> [Exercise input]
++++++++
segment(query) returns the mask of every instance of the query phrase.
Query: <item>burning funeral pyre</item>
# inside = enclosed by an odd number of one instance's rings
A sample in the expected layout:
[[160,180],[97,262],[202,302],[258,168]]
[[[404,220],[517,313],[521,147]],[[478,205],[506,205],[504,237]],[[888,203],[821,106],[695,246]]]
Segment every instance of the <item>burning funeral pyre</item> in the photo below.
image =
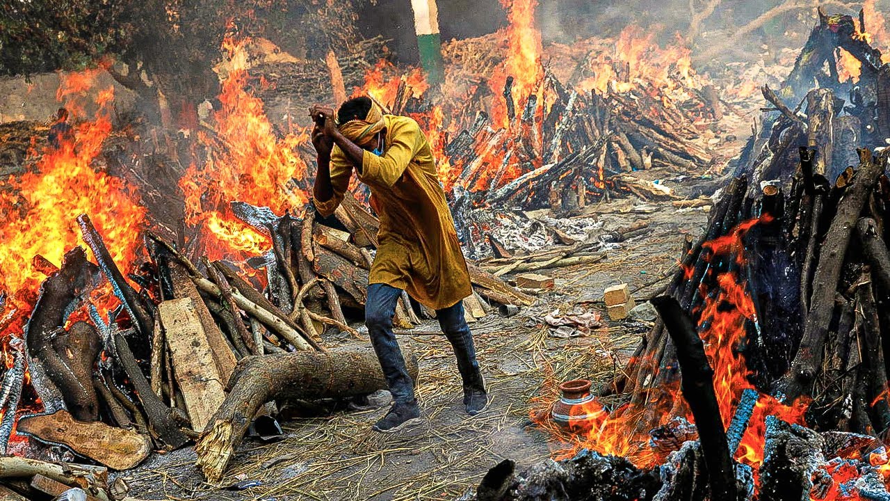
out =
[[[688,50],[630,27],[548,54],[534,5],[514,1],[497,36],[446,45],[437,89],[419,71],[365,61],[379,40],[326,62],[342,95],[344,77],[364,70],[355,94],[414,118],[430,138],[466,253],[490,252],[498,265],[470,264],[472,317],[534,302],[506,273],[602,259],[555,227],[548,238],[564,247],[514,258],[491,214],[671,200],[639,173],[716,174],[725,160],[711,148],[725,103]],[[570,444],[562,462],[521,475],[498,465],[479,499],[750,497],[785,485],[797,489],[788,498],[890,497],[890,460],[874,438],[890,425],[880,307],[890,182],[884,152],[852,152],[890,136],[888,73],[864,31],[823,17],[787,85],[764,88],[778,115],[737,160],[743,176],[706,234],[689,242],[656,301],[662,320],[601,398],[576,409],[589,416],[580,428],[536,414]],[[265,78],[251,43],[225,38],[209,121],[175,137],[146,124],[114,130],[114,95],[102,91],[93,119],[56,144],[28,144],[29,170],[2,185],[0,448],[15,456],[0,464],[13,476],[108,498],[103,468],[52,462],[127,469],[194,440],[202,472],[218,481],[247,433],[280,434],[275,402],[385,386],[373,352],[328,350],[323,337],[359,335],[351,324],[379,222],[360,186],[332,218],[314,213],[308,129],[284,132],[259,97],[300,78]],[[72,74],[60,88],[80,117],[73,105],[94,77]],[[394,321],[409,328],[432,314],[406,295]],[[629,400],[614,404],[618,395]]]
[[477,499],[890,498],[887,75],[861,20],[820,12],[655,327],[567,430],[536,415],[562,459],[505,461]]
++++++++
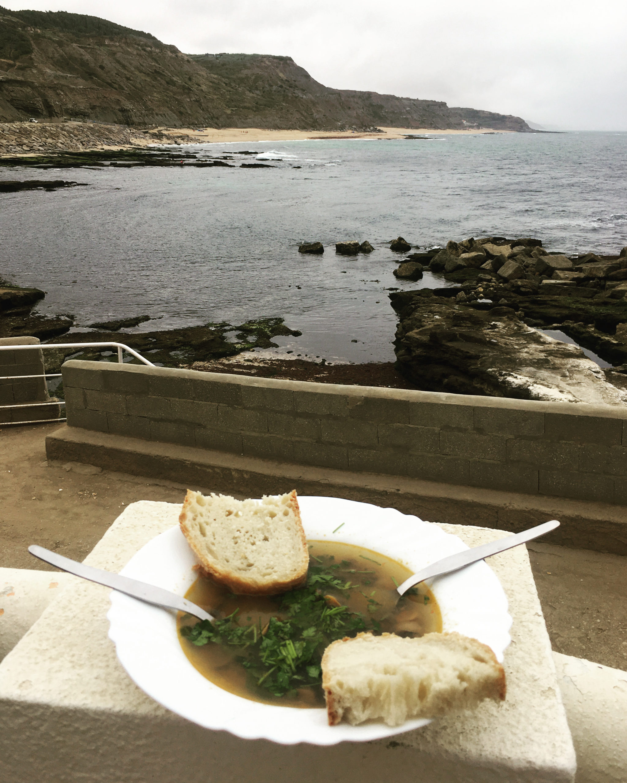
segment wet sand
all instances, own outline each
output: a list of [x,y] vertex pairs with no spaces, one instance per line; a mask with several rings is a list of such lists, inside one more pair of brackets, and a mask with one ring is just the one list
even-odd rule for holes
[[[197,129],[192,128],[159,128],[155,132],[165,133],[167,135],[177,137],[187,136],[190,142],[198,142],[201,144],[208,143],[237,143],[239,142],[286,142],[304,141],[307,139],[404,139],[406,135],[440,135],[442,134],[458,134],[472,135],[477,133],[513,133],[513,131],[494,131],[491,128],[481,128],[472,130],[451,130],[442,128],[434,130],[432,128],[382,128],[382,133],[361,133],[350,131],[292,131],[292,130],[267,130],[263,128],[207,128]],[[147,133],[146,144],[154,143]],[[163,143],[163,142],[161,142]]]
++++++++
> [What needs to be done] Please reproduce the listing from the line with "segment wet sand" up to and including the line with "even-odd rule for holes", character for character.

> [Solution to the exercise]
segment wet sand
all instances, own outline each
output: a list of [x,y] vertex pairs with no spaces, one instance per line; a mask with several rings is a list of such lists, inside one more pair of brackets, and a mask with one ring is just the one list
even-odd rule for holes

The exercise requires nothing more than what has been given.